### EXERCISE DESCRIPTION
Rewrite the entries from the line containing "Pin the red trousers" through the last entry, changing "shovel" to "spade" and keeping everything else the same. Give back only those lines.

### RAW DATA
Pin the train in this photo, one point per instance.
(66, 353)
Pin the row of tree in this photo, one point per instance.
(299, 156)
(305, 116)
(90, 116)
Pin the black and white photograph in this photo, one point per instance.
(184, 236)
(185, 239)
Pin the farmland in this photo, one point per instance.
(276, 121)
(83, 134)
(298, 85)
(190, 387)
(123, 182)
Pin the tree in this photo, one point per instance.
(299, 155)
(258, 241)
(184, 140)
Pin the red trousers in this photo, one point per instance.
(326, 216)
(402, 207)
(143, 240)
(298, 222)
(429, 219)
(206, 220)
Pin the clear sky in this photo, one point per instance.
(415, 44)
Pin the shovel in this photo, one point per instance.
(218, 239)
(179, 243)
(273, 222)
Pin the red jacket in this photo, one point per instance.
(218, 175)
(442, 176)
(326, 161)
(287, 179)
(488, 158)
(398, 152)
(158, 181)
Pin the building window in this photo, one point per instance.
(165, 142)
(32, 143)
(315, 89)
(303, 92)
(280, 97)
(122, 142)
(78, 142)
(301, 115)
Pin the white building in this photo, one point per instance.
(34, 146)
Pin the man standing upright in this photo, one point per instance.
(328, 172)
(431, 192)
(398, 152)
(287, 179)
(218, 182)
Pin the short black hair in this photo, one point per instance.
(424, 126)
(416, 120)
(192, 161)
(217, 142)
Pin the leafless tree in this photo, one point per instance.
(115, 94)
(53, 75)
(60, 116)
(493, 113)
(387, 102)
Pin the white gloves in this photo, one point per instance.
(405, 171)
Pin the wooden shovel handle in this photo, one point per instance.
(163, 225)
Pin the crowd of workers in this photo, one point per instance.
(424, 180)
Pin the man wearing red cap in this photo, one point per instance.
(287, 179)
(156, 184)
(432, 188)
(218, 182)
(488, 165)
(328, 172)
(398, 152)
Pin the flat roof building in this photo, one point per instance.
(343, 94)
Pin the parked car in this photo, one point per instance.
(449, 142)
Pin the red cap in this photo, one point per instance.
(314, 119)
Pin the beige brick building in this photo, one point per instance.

### FULL OUTPUT
Pin the red trousers in this photo, one point per instance.
(326, 216)
(402, 207)
(143, 240)
(298, 222)
(429, 219)
(206, 220)
Pin the clear sky in this photo, one point per instance.
(415, 44)
Pin the spade in this photo, one point per instance.
(218, 239)
(179, 243)
(273, 222)
Pin the red jacket in this photo, one point per instance.
(218, 175)
(442, 176)
(326, 161)
(287, 179)
(488, 158)
(398, 152)
(158, 181)
Pin the building window in this photo, one point per instance.
(165, 142)
(32, 143)
(315, 89)
(303, 92)
(280, 97)
(122, 142)
(78, 142)
(301, 115)
Pin the white building in this photo, one point per instance.
(34, 146)
Pin the man standing upright in this photo, one point per instance.
(328, 172)
(431, 192)
(398, 152)
(287, 179)
(218, 182)
Pin the short black hair in this photo, one point per instance.
(424, 126)
(416, 120)
(192, 161)
(217, 142)
Pin the leafless tree in this photo, one point per instance.
(115, 94)
(53, 75)
(60, 116)
(493, 113)
(387, 102)
Pin the white gloves in this photo, one point per instance.
(405, 171)
Pin the wooden spade handle in this photo, one point per instance.
(163, 225)
Pin the crowd of workers in this photo, one point per instance.
(424, 180)
Pin the man wearing red cap in this photo, one point per instance.
(287, 179)
(156, 184)
(432, 188)
(218, 182)
(488, 165)
(328, 172)
(398, 152)
Pin the flat roof building in this photo, one point per instance.
(343, 94)
Pin the parked car in this photo, one point per instance.
(449, 142)
Pin the red cap in this photo, one point per instance.
(314, 119)
Pin the beige brick building in this photo, one point per instance.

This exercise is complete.